Textabschnitt:
━━━
Deutschland ein geographischer Begriff, kein Politischer

Deutschland im 18. Jahrhundert! Kaum ein geographischer Begriff, sicherlich kein politischer. War das „Heilige Römische Reich Deutscher Nation“ schon nach seiner Idee von jeher ein Wolkenkuckucksheim gewesen, ein Traumbild, zu schön, jemals Wirklichkeit werden zu können, so stellte es sich in dieser Zeit, nach einem Bestehen von tausend Jahren, vollends als eine Schöpfung dar, die nur aus Unmöglichkeiten und Widersprüchen zusammengesetzt erschien. Innerlich durch und durch vermorscht, bestand es zwar noch, aber nur weil sich niemand die Mühe gegeben hatte, es umzustoßen. Es besaß noch seinen Kaiser und seinen Reichstag, seine Reichsarmee und seine Reichsgerichte, aber sie glichen Leichensteinen auf einem Kirchhofe, sie bewahrten den Namen von Einrichtungen, die längst jeden Inhalt eingebüßt hatten.
━━━
Arbeitsauftrag 1:
Beantworte zum Text über Deutschland im 18. Jahrhundert folgende Fragen:
(a) Wie lange hatte das „Heilige Römische Reich Deutscher Nation“ zu dieser Zeit bereits bestanden?
(b) Weshalb bestand das Reich laut Text überhaupt noch?
(c) Womit werden Kaiser, Reichstag, Reichsarmee und Reichsgerichte verglichen?

Datensätze zum Zeigen auf benannte Objekte:
━━━
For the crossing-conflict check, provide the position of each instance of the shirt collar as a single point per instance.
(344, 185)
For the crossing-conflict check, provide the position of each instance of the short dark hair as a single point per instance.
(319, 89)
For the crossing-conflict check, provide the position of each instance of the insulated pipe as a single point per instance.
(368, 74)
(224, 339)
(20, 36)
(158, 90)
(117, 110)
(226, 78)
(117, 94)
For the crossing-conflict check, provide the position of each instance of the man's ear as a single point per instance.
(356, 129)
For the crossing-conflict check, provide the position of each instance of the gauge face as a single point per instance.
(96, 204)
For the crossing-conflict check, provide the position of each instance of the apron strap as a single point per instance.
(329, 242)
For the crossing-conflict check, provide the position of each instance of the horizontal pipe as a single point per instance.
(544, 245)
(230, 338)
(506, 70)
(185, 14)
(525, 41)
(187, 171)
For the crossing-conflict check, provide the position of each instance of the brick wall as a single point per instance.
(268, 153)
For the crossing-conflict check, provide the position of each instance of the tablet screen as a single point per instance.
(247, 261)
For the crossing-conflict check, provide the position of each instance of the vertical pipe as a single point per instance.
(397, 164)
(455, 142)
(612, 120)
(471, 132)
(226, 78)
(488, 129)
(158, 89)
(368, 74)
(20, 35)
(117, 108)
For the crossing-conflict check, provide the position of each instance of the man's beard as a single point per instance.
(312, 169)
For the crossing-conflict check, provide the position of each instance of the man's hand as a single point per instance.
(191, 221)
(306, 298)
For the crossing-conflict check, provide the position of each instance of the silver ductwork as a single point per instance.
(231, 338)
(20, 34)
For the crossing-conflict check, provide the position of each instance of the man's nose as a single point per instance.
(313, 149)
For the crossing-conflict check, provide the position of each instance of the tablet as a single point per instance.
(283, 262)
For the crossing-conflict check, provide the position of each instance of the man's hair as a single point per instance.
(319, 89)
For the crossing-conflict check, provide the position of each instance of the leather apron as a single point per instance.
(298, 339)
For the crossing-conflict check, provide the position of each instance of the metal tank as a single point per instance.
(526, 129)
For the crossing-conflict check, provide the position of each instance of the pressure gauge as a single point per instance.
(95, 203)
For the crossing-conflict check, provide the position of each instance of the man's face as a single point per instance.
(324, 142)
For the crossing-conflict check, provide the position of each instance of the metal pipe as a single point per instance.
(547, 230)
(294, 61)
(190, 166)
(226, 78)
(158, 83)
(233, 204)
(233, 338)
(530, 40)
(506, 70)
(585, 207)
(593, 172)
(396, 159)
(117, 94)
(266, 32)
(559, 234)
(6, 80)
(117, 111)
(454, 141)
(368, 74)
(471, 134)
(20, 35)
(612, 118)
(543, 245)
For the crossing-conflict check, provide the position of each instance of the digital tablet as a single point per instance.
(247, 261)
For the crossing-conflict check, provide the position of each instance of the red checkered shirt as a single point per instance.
━━━
Arbeitsauftrag 2: Stelle die Datensätze als JSON-Liste von Zeichenketten dar, eine Zeichenkette pro Zeile und ohne Leerzeilen. Beginne bei der Zeile mit „man's face as a single point per instance.“ und ende mit dem letzten Datensatz, beide Enden eingeschlossen.

Musterlösung 1:
(a) Tausend Jahre.
(b) Weil sich niemand die Mühe gegeben hatte, es umzustoßen.
(c) Mit Leichensteinen auf einem Kirchhofe.

Musterlösung 2:
[
  "For the crossing-conflict check, provide the position of each instance of the man's face as a single point per instance.",
  "(324, 142)",
  "For the crossing-conflict check, provide the position of each instance of the metal pipe as a single point per instance.",
  "(547, 230)",
  "(294, 61)",
  "(190, 166)",
  "(226, 78)",
  "(158, 83)",
  "(233, 204)",
  "(233, 338)",
  "(530, 40)",
  "(506, 70)",
  "(585, 207)",
  "(593, 172)",
  "(396, 159)",
  "(117, 94)",
  "(266, 32)",
  "(559, 234)",
  "(6, 80)",
  "(117, 111)",
  "(454, 141)",
  "(368, 74)",
  "(471, 134)",
  "(20, 35)",
  "(612, 118)",
  "(543, 245)",
  "For the crossing-conflict check, provide the position of each instance of the digital tablet as a single point per instance.",
  "(247, 261)",
  "For the crossing-conflict check, provide the position of each instance of the red checkered shirt as a single point per instance."
]